(Page)
— begin —

Sunday, October 11, 2015

I Can't Believe This is My Life...

When is it going to seem real? When is it going to seem "normal" to not have Mike here? When am I ever going to be "ok"? 

These are things I ask myself daily but today has been one of those days that these questions are literally flooding my mind over and over. 

It will be a year in a little over two months and I can't imagine myself being in any better of a place after that one year mark than I am right now. 

There are so many things I still don't know the answer to, like:
When is probate going to end?
What's going to happen with the farm?
How am I going to keep paying for everything and make things run?
Will the other pieces of land ever sell?
How am I going to pay off all this debt that was left behind? 
Is my son going to be ok just being raised by me? 
When is this outrageous pain ever going to lessen to a dull pain?

I am so grateful for my family and friends. I don't know where we would be or what we would do without them. They listen when I need to cry; they help with Conner when I have meetings and tons of other work things; they help me with housework and help me run the farm; they try to comfort me when I'm having a terrible moment.

— end —

(Objective 1)
Decide whether each statement agrees with the post, answering yes or no and quoting the words that settle it: (a) More than a year has passed since Mike was last there. (b) The writer wonders whether the other pieces of land will ever sell. (c) Family and friends help the writer with housework.
The records that come next are unrelated to the post above.

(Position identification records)

— begin —

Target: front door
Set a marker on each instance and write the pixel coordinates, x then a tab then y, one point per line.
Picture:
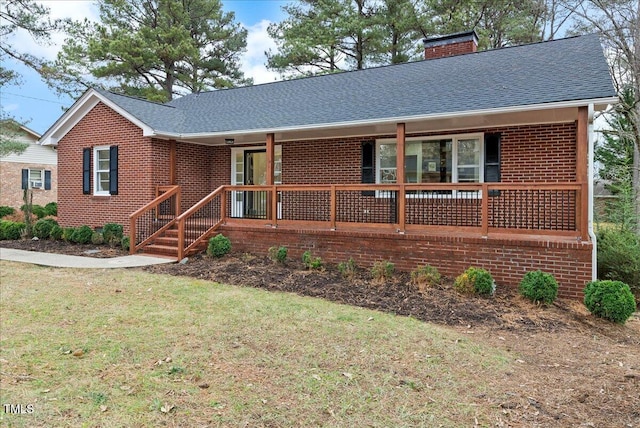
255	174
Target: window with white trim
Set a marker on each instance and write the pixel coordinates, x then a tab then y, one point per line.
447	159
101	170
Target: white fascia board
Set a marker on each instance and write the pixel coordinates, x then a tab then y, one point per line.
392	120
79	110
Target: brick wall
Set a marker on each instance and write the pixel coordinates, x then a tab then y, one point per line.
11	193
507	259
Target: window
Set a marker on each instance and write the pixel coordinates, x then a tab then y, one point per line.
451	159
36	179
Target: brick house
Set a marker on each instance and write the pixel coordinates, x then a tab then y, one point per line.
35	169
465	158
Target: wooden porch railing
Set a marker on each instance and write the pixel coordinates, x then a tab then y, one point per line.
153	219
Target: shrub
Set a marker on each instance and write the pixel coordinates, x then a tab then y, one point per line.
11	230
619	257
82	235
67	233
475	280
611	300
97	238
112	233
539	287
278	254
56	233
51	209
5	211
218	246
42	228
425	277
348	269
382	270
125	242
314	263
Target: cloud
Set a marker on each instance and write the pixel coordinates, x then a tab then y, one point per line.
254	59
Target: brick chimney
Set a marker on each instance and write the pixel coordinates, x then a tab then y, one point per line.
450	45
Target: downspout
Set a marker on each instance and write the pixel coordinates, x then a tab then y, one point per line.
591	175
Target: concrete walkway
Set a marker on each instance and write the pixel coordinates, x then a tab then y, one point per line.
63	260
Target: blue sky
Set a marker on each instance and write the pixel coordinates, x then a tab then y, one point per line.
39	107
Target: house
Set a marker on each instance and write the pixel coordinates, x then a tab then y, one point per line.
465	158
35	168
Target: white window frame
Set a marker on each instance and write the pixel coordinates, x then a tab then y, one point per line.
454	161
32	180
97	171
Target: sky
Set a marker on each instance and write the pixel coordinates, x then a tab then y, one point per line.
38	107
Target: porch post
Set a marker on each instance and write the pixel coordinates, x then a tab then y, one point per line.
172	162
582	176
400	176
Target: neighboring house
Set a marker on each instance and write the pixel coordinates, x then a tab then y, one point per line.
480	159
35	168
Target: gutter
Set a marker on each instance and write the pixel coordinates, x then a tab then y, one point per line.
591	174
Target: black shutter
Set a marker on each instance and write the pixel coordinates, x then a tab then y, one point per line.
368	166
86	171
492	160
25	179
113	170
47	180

— end —
— begin —

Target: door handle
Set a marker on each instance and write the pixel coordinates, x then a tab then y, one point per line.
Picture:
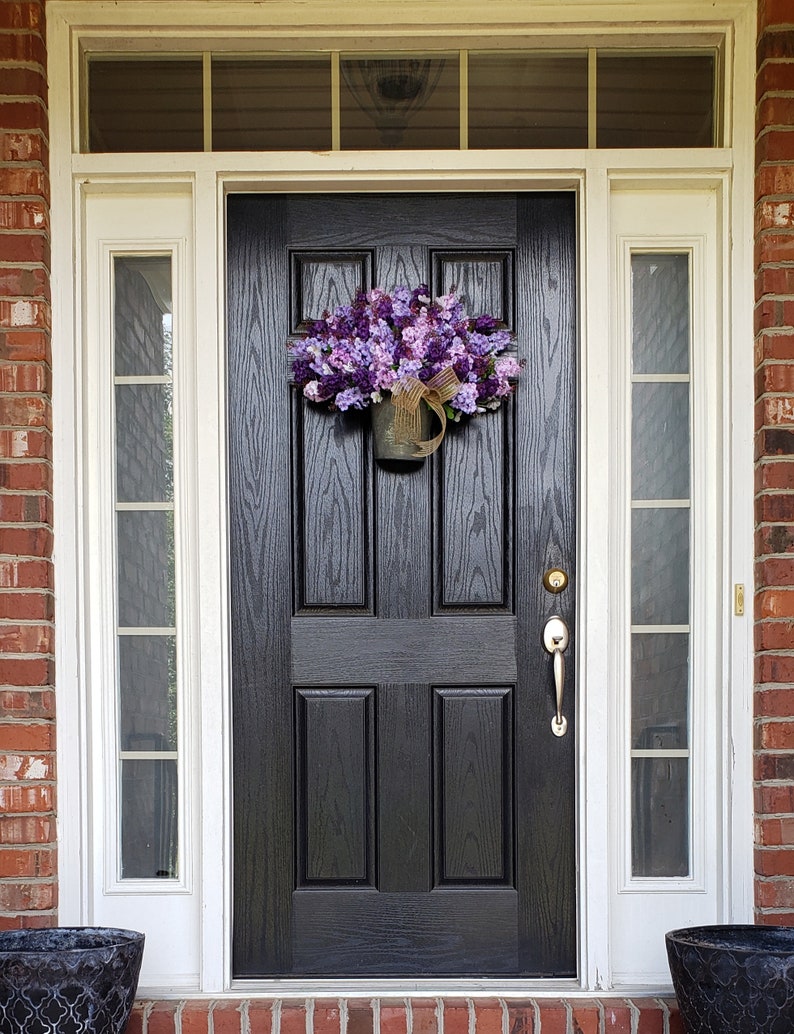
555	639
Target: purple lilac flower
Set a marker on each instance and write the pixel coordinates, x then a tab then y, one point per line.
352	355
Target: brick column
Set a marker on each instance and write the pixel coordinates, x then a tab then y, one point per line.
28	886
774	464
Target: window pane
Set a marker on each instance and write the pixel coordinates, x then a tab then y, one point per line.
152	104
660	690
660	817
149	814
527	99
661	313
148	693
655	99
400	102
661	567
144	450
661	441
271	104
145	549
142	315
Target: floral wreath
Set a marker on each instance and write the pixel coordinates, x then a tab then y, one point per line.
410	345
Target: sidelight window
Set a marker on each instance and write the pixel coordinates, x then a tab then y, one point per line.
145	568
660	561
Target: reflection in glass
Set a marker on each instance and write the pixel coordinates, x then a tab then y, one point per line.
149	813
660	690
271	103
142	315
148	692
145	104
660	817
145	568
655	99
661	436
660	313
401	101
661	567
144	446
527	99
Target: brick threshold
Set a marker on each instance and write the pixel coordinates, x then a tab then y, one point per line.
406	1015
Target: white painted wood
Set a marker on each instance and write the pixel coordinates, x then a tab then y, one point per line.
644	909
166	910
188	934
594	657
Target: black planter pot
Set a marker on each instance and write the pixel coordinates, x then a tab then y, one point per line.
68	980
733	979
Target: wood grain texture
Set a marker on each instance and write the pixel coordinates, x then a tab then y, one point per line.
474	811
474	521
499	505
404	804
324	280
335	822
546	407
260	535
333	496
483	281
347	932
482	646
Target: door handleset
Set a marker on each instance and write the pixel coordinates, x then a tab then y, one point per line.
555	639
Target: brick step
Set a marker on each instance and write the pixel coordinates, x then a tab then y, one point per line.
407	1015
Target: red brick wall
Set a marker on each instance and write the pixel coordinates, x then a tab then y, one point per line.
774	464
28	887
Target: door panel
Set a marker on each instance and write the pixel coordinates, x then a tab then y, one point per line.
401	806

— end —
— begin —

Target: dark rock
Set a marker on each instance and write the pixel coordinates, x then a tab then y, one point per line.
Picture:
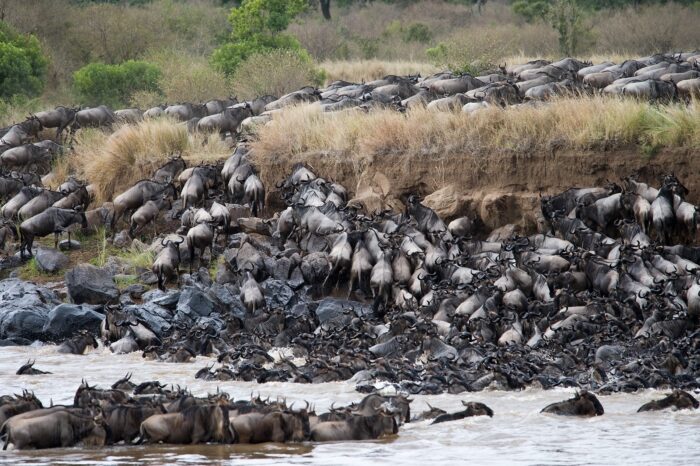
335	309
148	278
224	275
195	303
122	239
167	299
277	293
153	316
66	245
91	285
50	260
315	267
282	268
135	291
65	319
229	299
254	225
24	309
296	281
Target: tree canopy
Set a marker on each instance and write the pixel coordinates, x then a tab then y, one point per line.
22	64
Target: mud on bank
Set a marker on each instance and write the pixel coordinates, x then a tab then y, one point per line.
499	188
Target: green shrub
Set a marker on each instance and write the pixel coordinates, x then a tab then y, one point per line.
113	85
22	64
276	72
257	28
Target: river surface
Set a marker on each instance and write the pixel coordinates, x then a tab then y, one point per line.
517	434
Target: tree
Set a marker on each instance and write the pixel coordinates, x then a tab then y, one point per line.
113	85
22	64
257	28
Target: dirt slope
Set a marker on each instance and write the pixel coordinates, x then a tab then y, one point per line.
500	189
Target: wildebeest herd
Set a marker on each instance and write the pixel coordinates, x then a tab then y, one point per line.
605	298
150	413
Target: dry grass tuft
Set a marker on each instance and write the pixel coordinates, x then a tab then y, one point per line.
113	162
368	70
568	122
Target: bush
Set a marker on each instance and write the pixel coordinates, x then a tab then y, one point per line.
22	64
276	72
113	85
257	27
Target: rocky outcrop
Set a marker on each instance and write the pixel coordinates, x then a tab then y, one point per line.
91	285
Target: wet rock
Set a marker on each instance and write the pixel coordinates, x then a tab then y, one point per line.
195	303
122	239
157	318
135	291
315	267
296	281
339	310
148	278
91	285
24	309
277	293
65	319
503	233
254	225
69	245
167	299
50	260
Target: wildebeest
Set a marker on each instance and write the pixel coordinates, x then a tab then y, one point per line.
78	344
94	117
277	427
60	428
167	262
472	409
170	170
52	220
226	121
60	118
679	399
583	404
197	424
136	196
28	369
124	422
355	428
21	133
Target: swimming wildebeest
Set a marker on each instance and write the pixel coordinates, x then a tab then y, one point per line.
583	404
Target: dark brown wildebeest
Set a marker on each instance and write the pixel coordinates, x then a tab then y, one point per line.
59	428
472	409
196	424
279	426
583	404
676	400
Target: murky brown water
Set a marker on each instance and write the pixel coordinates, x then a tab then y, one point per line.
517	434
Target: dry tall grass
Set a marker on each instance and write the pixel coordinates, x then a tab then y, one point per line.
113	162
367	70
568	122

— end —

(Objective 2)
Gather every line of the records that contains the word "dark", and treat uppercase and lowercase letters as different.

(Task answer 1)
(a) No: "It will be a year in a little over two months"
(b) Yes: "Will the other pieces of land ever sell?"
(c) Yes: "they help me with housework"

(Task answer 2)
Target: dark rock
Target: dark brown wildebeest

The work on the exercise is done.